She sobs, "take me back '' I didn't realize. So all that was going on and we never noticed ... Goodbye to clocks ticking and mama's sunflowers. And food and coffee. And new-ironed dresses and hot baths.. And sleeping and waking up."
"O earth, you're too wonderful for anybody to realize you. Do human beings ever realize life while they live it? Every every minute."
Those of us who were around in 1938 when Thornton Wilder wrote “Our Town” realize how much the world has changed since then
Technology progresses at such a pace that the moment we obtain anything, it becomes obsolete..
Nothing is fast enough for us, not our food, or our fax.
We complain (or do we brag?) About how busy and stressed we are, as we grasp the steering wheel tightly with one hand, clutching the cell phone with the other, eyes darting nervously from oncoming traffic to the dashboard clock which reminds us how little time we have to do all we have to do.
It seems there is now even a way to speed up radio voices in order to allow more time for commercials.
Isn’t progress wonderful!
Yet with all that progress it seems that the only fundamental truism is, “the hurrieder I go, the behinder I get.”
Bookstores shelves display a wide array of books on time management –
If only we had time to read them.
actually, “time management” is a misnomer.
There’s no way to manage time.
Time must be spent at a fixed rate of 60 seconds every minute, 60 minutes every hour, 24 hours every day.
It is not time that we manage -
or mismanage as the case may be –
It is ourselves
We concern ourselves about not having enough time rather than deciding how to use the time we do have.
What a paradox.
Few of us have enough time
And yet everyone has all there is.
When asked what is time” Saint. Augustine said: "I know, but when you ask me, I don't."
I love one dictionary definition of time as the “Duration Of All Existence.”

→ THE TASK: Carry on the essay about time and busyness, starting after its final sentence, which quotes a dictionary definition of time as the "Duration Of All Existence."

→ RECORDED INFORMATION:
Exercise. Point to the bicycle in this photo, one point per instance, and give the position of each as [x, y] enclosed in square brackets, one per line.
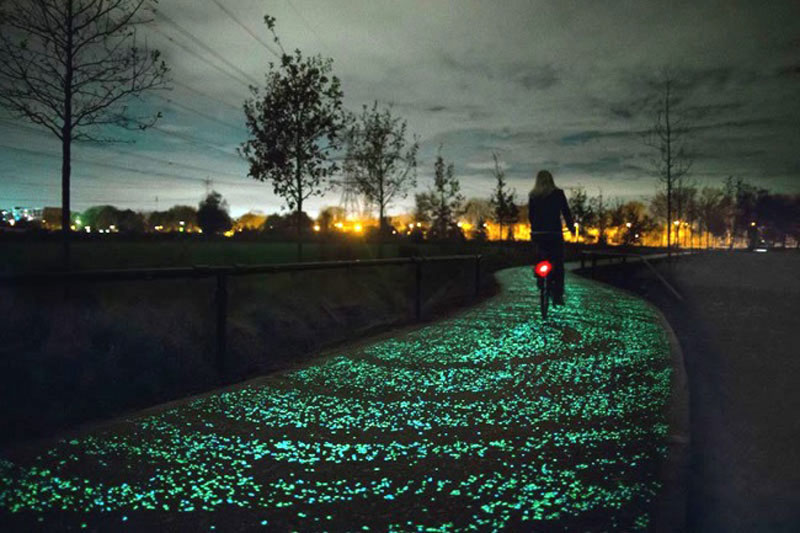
[541, 271]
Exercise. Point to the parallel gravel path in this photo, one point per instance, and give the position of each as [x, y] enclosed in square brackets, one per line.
[489, 419]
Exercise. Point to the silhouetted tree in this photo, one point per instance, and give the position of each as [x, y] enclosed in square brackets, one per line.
[580, 207]
[442, 201]
[69, 65]
[710, 212]
[600, 215]
[480, 230]
[383, 161]
[171, 219]
[502, 200]
[328, 216]
[668, 138]
[295, 124]
[212, 214]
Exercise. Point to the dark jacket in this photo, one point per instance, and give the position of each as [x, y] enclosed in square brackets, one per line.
[545, 213]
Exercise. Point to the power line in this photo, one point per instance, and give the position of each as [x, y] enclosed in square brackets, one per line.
[205, 47]
[248, 30]
[131, 154]
[305, 21]
[201, 114]
[206, 95]
[192, 52]
[112, 166]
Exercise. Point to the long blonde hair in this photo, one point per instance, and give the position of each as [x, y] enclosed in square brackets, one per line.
[544, 184]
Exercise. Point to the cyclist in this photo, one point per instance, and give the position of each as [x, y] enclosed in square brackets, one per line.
[546, 204]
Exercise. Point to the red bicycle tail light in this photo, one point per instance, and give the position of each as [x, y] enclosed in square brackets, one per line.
[543, 268]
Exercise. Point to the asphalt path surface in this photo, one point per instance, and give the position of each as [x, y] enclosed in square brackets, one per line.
[488, 419]
[738, 327]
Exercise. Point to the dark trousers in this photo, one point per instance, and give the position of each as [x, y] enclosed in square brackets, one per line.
[552, 249]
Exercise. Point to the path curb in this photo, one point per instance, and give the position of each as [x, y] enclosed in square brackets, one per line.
[669, 509]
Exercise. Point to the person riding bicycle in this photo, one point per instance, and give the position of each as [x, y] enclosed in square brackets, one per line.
[546, 204]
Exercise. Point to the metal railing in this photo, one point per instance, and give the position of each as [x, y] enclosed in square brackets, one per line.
[622, 257]
[221, 273]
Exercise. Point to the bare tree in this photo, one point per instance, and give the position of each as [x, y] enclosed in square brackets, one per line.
[668, 138]
[72, 65]
[382, 159]
[502, 200]
[442, 203]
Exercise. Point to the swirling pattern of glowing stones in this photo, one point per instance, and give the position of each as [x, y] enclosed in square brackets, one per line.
[489, 419]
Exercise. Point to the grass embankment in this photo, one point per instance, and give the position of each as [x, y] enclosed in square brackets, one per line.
[487, 420]
[95, 350]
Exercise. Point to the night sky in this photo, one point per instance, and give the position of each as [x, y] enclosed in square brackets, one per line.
[557, 85]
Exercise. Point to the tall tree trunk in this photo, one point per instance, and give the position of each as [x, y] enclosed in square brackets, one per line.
[299, 231]
[66, 170]
[381, 227]
[66, 146]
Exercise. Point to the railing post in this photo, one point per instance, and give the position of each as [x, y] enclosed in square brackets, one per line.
[477, 275]
[222, 321]
[418, 299]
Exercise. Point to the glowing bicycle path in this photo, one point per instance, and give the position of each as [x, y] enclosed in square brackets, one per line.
[485, 420]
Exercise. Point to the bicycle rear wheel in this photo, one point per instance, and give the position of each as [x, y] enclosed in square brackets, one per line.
[544, 298]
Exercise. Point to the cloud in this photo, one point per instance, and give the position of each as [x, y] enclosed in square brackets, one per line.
[558, 85]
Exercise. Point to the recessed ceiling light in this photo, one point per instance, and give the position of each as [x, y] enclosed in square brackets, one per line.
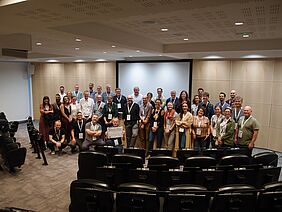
[239, 23]
[52, 61]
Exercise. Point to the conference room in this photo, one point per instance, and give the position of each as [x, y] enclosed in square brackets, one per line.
[220, 46]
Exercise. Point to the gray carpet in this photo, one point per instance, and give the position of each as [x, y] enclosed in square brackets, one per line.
[44, 188]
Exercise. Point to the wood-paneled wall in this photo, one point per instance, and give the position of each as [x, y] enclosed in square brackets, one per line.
[48, 77]
[259, 82]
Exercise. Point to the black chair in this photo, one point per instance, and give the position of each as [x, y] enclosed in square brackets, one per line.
[183, 154]
[267, 175]
[235, 160]
[270, 198]
[265, 158]
[136, 151]
[203, 162]
[87, 163]
[161, 152]
[187, 197]
[163, 163]
[235, 198]
[127, 161]
[214, 153]
[137, 197]
[110, 151]
[90, 195]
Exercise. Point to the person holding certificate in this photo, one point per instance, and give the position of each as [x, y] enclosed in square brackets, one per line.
[131, 117]
[157, 125]
[115, 134]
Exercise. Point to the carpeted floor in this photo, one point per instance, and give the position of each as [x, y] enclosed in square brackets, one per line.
[44, 188]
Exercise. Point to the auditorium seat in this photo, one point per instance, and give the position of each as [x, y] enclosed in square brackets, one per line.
[235, 198]
[183, 154]
[88, 161]
[203, 162]
[127, 161]
[235, 160]
[163, 163]
[187, 197]
[90, 195]
[137, 197]
[265, 158]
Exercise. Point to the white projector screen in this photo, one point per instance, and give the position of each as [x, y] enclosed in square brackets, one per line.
[148, 76]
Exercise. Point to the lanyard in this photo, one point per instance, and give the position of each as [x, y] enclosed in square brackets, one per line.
[80, 126]
[237, 114]
[244, 122]
[129, 109]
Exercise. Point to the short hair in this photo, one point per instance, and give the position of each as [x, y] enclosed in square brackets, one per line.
[206, 94]
[224, 94]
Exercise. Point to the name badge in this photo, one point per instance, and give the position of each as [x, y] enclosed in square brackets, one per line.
[240, 133]
[181, 129]
[116, 142]
[198, 131]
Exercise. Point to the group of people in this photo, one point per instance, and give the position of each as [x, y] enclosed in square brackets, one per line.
[83, 119]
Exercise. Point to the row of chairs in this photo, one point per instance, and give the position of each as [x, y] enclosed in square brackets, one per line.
[267, 158]
[165, 171]
[90, 195]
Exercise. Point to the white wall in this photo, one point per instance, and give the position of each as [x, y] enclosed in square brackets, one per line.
[14, 90]
[151, 75]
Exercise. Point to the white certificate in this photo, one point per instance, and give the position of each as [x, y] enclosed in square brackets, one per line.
[114, 132]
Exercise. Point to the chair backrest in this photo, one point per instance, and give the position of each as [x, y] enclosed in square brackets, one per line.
[136, 151]
[235, 160]
[265, 158]
[183, 154]
[163, 162]
[202, 162]
[127, 161]
[90, 195]
[88, 161]
[235, 198]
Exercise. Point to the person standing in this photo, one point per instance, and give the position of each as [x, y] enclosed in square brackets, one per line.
[247, 130]
[46, 118]
[131, 117]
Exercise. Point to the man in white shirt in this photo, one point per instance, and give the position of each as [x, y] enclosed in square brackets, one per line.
[137, 97]
[86, 106]
[62, 92]
[77, 93]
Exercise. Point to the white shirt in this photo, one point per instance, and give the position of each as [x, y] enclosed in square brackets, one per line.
[138, 99]
[86, 106]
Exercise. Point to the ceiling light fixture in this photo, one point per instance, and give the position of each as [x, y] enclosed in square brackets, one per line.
[239, 23]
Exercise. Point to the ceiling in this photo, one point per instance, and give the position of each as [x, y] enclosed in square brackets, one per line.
[134, 28]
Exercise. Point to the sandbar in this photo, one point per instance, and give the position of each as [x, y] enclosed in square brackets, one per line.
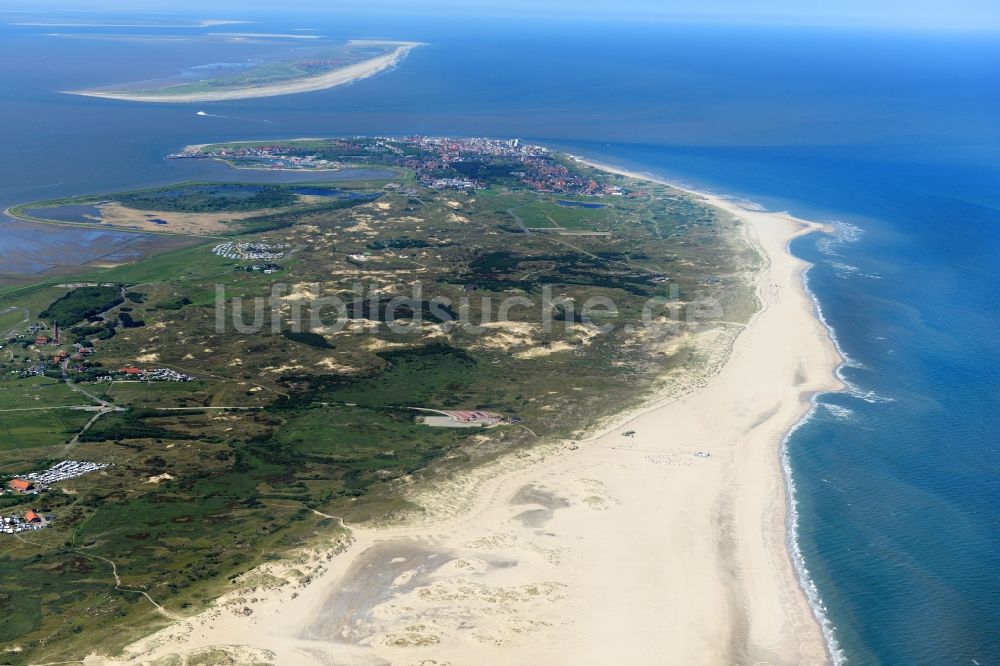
[338, 77]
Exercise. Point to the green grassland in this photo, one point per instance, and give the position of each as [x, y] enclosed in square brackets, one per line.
[286, 421]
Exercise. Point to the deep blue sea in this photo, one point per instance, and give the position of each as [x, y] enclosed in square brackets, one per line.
[893, 135]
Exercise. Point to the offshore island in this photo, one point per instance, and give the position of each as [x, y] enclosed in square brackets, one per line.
[358, 59]
[505, 492]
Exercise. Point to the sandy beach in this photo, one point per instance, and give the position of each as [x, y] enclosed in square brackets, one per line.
[611, 550]
[339, 77]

→ TASK ANSWER:
Thinking about it that way changes the question.
Rather than “how do you manage time?” It becomes how do you want to approach the duration of your existence?
It is said that ministers preach that which we need to hear.
This is certainly true when we preach about time.
Managing ourselves around time is the plague of most ministers.
I thought it would be easier in partial retirement
it is not.
Old habits do not die easily
So while I continue to try to manage my life around the issue of time -
I frustrate all the procrastinators who believe that to manage time is to take the joy and spontaneity out of life.
Richard Armour wrote:
I've dusted my desk
and I’ve wound up my watch.
I’ve tightened (then loosened)
my belt by a notch.
I’ve polished my glasses,
removed a small speck
I’ve looked at my check stubs
to check on a check.
I’ve searched for my tweezers
and pulled out a hair,
I’ve opened a window to let in some air,
I’ve straightened a picture,
I’ve swatted a fly
I’ve shifted the tie clip
that clips down my tie.
I’ve sharpened each pencil
till sharp as a dirk ...
I’ve run out of reasons for
not starting to work.
Have you noticed that half the world procrastinates and the other half are compulsive, and we always end up living with each other. Procrastination vs compulsiveness may have been the major source of conflict in my home.
I do not understand the excitement of the race to get it done at the last possible minute.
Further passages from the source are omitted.